-- Problem details --
Copy the data below verbatim, omitting the pictures.

──────── Given data ────────

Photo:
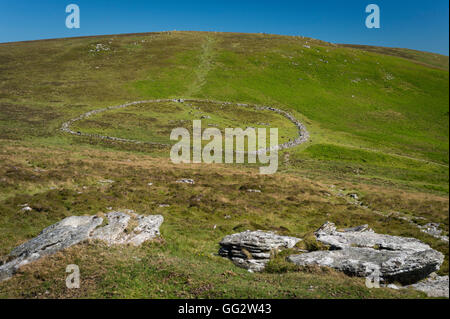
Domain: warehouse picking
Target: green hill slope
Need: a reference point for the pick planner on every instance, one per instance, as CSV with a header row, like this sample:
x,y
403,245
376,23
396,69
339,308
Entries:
x,y
378,120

────────

-- Result of the exercise --
Photo:
Domain: warehouse picking
Target: green hill slope
Need: a reference point for the pick planner on every instance, one per instance, as CSV with a header row, like this sample:
x,y
403,245
376,23
396,69
339,308
Entries:
x,y
378,120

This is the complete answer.